◆ PROBLEM
Copy the material below, swapping each "Reviewer note" for "Annotator note" and leaving all other text unchanged.

Object location annotations:
(begin)

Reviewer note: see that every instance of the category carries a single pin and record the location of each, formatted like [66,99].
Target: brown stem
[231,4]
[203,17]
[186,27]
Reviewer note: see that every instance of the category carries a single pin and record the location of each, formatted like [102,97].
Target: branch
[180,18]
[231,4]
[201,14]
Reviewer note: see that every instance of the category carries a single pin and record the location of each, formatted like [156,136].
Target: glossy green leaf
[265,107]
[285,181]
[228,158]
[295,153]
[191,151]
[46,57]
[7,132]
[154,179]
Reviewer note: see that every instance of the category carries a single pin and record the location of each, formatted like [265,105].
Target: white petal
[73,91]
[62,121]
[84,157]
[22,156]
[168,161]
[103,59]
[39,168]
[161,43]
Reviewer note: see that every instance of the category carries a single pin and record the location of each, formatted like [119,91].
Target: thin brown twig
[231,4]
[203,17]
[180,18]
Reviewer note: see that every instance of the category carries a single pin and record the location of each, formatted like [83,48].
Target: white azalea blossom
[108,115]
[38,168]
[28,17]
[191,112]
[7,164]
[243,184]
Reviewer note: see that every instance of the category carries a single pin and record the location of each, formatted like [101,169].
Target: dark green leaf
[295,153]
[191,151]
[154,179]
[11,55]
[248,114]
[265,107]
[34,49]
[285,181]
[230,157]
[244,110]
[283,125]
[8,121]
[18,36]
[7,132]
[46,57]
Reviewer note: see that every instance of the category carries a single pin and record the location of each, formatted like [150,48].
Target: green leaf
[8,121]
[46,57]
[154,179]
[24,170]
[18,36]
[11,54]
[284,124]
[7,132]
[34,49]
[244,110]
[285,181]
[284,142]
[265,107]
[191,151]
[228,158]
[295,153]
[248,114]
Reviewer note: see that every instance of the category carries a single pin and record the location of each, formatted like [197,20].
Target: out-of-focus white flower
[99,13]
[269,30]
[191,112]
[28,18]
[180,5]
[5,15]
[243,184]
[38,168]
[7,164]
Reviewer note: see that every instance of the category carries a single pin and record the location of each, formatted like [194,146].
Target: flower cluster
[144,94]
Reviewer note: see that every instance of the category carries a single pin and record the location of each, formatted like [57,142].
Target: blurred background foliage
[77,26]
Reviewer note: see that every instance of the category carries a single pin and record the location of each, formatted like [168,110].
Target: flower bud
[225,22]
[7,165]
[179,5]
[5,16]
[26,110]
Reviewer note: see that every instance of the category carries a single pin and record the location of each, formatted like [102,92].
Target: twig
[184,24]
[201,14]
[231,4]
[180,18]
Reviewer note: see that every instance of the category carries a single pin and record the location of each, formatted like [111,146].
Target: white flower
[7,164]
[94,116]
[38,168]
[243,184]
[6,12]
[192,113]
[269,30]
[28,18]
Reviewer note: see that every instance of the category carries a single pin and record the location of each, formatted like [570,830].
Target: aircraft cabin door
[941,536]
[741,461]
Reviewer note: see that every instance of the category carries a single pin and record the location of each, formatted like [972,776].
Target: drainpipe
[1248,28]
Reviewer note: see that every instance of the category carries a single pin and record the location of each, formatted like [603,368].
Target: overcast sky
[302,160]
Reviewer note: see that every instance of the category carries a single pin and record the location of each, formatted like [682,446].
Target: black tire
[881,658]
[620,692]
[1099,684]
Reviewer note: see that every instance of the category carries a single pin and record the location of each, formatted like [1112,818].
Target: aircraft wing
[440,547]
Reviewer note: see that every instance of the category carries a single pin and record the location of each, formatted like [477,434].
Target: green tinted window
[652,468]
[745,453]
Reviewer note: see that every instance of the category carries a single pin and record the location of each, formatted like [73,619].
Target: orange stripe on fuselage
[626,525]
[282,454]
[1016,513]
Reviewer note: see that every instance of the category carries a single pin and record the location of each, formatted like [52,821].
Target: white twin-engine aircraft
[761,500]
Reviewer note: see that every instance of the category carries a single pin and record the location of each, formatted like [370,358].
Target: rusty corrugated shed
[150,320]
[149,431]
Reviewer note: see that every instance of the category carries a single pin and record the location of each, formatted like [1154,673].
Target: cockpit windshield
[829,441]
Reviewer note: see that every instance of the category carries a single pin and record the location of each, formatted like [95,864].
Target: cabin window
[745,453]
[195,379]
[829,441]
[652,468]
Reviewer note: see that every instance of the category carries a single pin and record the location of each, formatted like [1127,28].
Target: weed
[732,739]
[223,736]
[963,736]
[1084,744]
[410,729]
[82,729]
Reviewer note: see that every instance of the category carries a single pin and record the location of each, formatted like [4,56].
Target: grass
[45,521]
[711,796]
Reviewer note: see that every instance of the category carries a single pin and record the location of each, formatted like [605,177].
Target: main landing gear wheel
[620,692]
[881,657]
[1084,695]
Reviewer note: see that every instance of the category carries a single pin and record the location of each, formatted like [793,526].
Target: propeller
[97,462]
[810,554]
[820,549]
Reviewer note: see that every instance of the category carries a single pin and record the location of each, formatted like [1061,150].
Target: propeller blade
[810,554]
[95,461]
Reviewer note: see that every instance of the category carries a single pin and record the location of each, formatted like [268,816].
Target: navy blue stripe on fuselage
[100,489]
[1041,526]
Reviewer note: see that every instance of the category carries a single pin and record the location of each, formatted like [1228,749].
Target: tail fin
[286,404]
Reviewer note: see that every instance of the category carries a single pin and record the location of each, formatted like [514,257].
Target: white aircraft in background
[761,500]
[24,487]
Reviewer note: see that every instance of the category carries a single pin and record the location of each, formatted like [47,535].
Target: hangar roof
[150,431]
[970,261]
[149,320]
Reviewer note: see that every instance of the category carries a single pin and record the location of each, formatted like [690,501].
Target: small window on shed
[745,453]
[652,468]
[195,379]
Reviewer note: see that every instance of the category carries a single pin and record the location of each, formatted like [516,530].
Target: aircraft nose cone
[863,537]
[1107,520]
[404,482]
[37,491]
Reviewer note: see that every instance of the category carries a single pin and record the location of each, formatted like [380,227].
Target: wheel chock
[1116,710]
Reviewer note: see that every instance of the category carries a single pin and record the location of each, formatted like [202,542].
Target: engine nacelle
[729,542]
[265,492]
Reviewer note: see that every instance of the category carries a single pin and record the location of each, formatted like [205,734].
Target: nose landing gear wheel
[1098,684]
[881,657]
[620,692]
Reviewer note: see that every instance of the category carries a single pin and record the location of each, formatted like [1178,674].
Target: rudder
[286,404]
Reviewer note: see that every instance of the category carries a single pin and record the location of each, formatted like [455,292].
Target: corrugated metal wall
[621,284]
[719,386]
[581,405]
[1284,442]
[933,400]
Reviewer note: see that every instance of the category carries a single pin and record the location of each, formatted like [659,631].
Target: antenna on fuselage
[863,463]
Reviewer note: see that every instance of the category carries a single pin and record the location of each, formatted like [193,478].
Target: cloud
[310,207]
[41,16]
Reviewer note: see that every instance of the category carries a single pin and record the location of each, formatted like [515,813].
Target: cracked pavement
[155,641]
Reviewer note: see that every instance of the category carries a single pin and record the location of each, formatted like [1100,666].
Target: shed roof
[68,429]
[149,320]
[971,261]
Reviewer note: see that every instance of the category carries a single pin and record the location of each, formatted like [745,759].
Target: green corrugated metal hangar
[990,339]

(end)

◆ ANSWER TO THIS EXERCISE
Annotator note: see that every instance of the category carries a single pin and record the location of each, formatted like [66,99].
Target: brown stem
[231,4]
[203,17]
[186,27]
Annotator note: see that every instance of the category carries a single pin and record the location of each, formatted like [102,97].
Target: branch
[180,18]
[231,4]
[201,14]
Annotator note: see that every instance of the category carries a single pin and record the location of each, formatted like [156,136].
Target: glossy green leaf
[265,107]
[285,181]
[228,158]
[295,153]
[191,151]
[46,57]
[7,132]
[154,179]
Annotator note: see that every instance of the category carries a single pin and record the location of each, formatted like [265,105].
Target: white petal
[73,91]
[62,121]
[84,157]
[22,156]
[168,161]
[103,59]
[39,168]
[161,43]
Annotator note: see that every instance of the category carries a single pin and record the location of each, formatted like [119,91].
Target: thin brown twig
[231,4]
[203,17]
[180,18]
Annotator note: see that every instance of the category carries a single pin and record the location of each, formatted like [83,48].
Target: white azalea blossom
[108,115]
[38,168]
[28,17]
[191,112]
[7,164]
[243,184]
Annotator note: see that every instance of the category carries a single pin and record the location of each, formatted like [101,169].
Target: dark green leaf
[295,153]
[191,151]
[154,179]
[11,55]
[248,114]
[265,107]
[34,49]
[285,181]
[230,157]
[244,110]
[283,125]
[8,121]
[18,36]
[7,132]
[46,57]
Annotator note: see that every instance of the category carries a single pin and record the location of each, formatted like [150,48].
Target: green leaf
[8,121]
[46,57]
[154,179]
[24,170]
[18,36]
[11,54]
[284,124]
[7,132]
[34,49]
[244,110]
[285,181]
[284,142]
[265,107]
[191,151]
[228,158]
[295,153]
[248,114]
Annotator note: see that every instance of the category carries a single pin and record the location of each, formatted like [197,20].
Target: out-of-focus white flower
[99,13]
[269,30]
[191,112]
[28,18]
[180,5]
[5,15]
[243,184]
[38,168]
[7,164]
Annotator note: see that every instance of the category carries a single pin and record the location of each, formatted like [194,146].
Target: flower cluster
[144,94]
Annotator note: see that every instance of the category carries a single pin and record the location of each, formatted like [57,142].
Target: blurred background foliage
[77,26]
Annotator note: see that every instance of the category carries a single pin and record the location of each, formatted like [168,110].
Target: flower bud
[225,22]
[7,165]
[179,5]
[5,16]
[26,110]
Annotator note: see that every instance of the category carries a single pin and record the location of each, formatted like [102,92].
Target: twig
[184,24]
[201,14]
[231,4]
[180,18]
Annotator note: see that every instance of the category carries a single pin and record the location of each, formatted like [111,146].
Target: white flower
[7,164]
[94,116]
[38,168]
[243,184]
[6,12]
[192,113]
[269,30]
[28,18]
Annotator note: see that every instance of the category carries a single pin and record the location of each, formatted like [570,830].
Target: aircraft cabin door
[941,536]
[741,461]
Annotator note: see that every instance of the category carries a single pin and record the location of each, formatted like [972,776].
Target: drainpipe
[1248,28]
Annotator note: see that every instance of the category carries a single pin and record the location of each, formatted like [603,368].
Target: overcast sky
[302,160]
Annotator note: see that every instance of the category carries a single pin and record the location of each, formatted like [682,446].
Target: black tire
[881,658]
[620,692]
[1099,684]
Annotator note: see that every instance of the category carries a single pin and record the location of each, formatted like [1112,818].
Target: aircraft wing
[440,547]
Annotator note: see that every instance of the category carries a single pin and record the location of each, formatted like [477,434].
Target: green tinted window
[652,468]
[745,453]
Annotator note: see that every instance of the category carries a single pin and record the location of each, formatted like [73,619].
Target: orange stripe on fuselage
[626,525]
[282,454]
[1016,513]
Annotator note: see that every instance of the category carries a single pin and record the location of each, formatted like [52,821].
Target: white twin-engine aircraft
[761,500]
Annotator note: see that every instance of the category carries a single pin and record the location of each, formatted like [370,358].
Target: rusty corrugated shed
[150,320]
[149,431]
Annotator note: see that every instance of the category carries a single pin and record the location of each, formatted like [1154,673].
Target: cockpit windshield
[829,441]
Annotator note: see that every instance of the category carries a single pin and record the location of each, formatted like [95,864].
Target: cabin window
[745,453]
[195,379]
[829,441]
[652,468]
Annotator note: see that every instance of the category carries a single pin and record the location of each, formatted like [1127,28].
Target: weed
[732,739]
[223,736]
[963,736]
[1084,744]
[410,729]
[82,729]
Annotator note: see that every instance of the category carries a single pin and record the location of each, formatted like [4,56].
Target: grass
[45,521]
[711,796]
Annotator note: see that every instance of the category carries a single pin and record the location of each, formatted like [605,177].
Target: main landing gear wheel
[620,692]
[881,657]
[1084,695]
Annotator note: see that every instance of the category carries a single pin and record the location of each, formatted like [793,526].
Target: propeller
[97,462]
[810,554]
[820,549]
Annotator note: see that every instance of the category carries a single pin and record the location of each, formatted like [1061,150].
Target: propeller blade
[810,554]
[95,461]
Annotator note: see that every instance of the category carries a single pin and record the location of each, formatted like [268,816].
Target: navy blue stripe on fuselage
[100,489]
[1041,526]
Annotator note: see that every instance of the category carries a single pin and record the location of each, formatted like [1228,749].
Target: tail fin
[286,404]
Annotator note: see that every instance of the category carries a single pin and record the location of each, formatted like [514,257].
Target: white aircraft in background
[761,500]
[24,487]
Annotator note: see that every instance of the category carries a single pin and record the location of each, formatted like [47,535].
Target: hangar roof
[150,431]
[970,261]
[149,320]
Annotator note: see that every instance of the category carries a single pin and record the location of each, formatted like [690,501].
Target: small window on shed
[745,453]
[652,468]
[195,379]
Annotator note: see that every instance of the category carries a single pin and record the location of each, formatted like [516,530].
Target: aircraft nose cone
[863,537]
[1107,520]
[404,482]
[37,491]
Annotator note: see that every instance of the category carries a single pin and record the location of each, formatted like [380,227].
Target: wheel chock
[1116,710]
Annotator note: see that every instance of the category carries a single pin and record the location of each, formatted like [202,542].
Target: engine nacelle
[729,542]
[265,492]
Annotator note: see that every instance of the category carries a single pin and record the location of each, formatted like [205,734].
Target: nose landing gear wheel
[1098,684]
[881,657]
[620,692]
Annotator note: see that every instance of the category carries a single pin and record the location of each, formatted like [1178,674].
Target: rudder
[286,404]
Annotator note: see that every instance of the category carries a single pin and record the location of each, formatted like [455,292].
Target: corrugated metal wall
[621,284]
[719,386]
[581,405]
[1284,442]
[933,400]
Annotator note: see that every instance of the category carries a single pin and record the location of each, formatted like [659,631].
Target: antenna on fuselage
[863,463]
Annotator note: see that every instance of the category carries a single pin and record the location of each, formatted like [193,478].
Target: cloud
[310,207]
[41,16]
Annotator note: see that every instance of the category carries a single pin and record the location of each, formatted like [515,813].
Target: cracked pavement
[155,641]
Annotator note: see that every instance of the category carries a single pin and record the location of each, formatted like [1100,666].
Target: shed roof
[68,429]
[149,320]
[971,261]
Annotator note: see that every instance of the category carries a single pin and record the location of each, formatted like [745,759].
Target: green corrugated metal hangar
[990,339]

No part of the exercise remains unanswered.